Description of the task = Pull every line with "Target" from the entries below.

Input data =
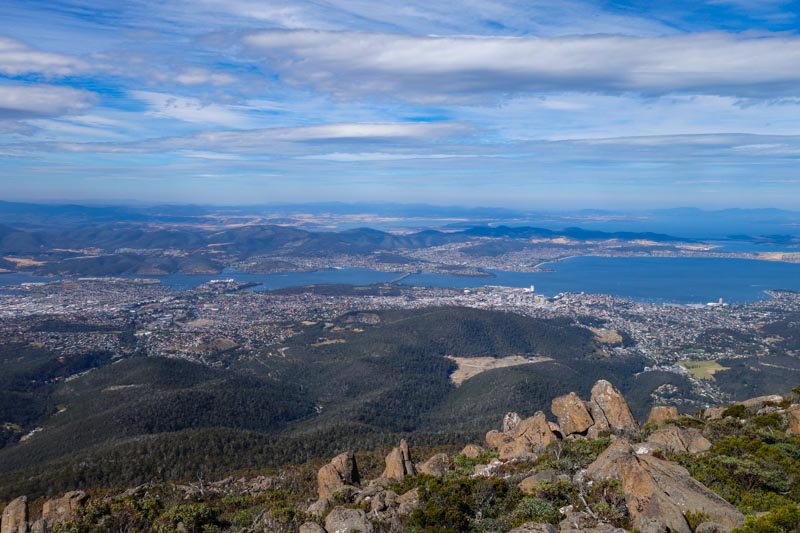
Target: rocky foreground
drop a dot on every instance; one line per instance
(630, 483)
--
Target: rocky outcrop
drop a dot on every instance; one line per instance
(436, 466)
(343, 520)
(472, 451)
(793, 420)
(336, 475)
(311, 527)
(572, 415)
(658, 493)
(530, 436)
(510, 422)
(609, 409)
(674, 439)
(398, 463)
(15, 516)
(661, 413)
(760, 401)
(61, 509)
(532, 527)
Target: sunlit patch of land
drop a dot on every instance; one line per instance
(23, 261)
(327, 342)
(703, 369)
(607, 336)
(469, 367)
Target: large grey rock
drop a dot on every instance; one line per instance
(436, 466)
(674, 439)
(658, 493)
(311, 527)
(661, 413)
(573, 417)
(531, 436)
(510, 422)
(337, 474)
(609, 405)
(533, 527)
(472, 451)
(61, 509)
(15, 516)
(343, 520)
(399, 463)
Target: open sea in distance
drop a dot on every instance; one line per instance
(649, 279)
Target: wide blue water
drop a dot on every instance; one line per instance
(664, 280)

Finished task =
Target: rocky foreground
Target: rocky outcrop
Target: sunlit patch of land
Target: large grey rock
Target: open sea in distance
Target: wide blue water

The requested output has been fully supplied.